Stated task: Pick out every line in the listing below that contains the word "palm", and copy each one in full.

Source material:
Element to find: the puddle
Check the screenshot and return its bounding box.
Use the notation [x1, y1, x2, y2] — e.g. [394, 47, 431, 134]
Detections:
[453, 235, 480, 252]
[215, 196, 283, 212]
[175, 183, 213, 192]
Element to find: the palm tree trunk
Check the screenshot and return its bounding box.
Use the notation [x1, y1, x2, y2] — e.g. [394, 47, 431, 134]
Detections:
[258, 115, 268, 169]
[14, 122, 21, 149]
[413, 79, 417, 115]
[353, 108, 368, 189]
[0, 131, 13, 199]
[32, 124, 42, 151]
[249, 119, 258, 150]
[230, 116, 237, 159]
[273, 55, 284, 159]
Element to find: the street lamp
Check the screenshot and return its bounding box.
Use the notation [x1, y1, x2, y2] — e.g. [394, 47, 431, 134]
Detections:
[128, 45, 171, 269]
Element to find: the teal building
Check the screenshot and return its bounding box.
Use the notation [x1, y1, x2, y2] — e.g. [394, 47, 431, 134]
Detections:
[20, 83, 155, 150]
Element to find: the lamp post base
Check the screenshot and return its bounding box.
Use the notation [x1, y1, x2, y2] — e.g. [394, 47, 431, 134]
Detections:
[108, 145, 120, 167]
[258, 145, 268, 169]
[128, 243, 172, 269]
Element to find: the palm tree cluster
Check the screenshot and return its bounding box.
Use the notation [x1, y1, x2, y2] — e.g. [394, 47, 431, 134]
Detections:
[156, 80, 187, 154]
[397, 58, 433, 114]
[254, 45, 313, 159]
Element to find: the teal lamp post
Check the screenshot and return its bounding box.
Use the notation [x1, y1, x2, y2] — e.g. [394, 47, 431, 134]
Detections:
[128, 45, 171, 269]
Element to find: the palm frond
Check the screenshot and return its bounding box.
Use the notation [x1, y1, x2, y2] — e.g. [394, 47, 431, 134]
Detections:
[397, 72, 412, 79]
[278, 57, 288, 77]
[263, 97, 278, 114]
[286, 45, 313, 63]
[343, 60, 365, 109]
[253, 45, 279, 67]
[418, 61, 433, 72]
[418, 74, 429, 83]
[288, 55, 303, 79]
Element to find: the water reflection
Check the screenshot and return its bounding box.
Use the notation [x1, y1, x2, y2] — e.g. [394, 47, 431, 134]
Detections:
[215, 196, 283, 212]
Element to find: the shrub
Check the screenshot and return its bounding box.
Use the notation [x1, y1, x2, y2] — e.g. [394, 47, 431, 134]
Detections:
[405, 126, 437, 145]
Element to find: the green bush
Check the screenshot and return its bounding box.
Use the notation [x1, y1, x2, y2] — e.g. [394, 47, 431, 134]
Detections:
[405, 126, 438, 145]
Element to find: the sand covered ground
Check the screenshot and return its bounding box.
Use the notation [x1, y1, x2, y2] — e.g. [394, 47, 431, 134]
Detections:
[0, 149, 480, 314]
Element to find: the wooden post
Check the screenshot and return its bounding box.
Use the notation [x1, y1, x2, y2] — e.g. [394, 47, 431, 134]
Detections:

Answer in full:
Element to find: the palm tree trunk
Element to find: the palm tree cluster
Element to find: the palm frond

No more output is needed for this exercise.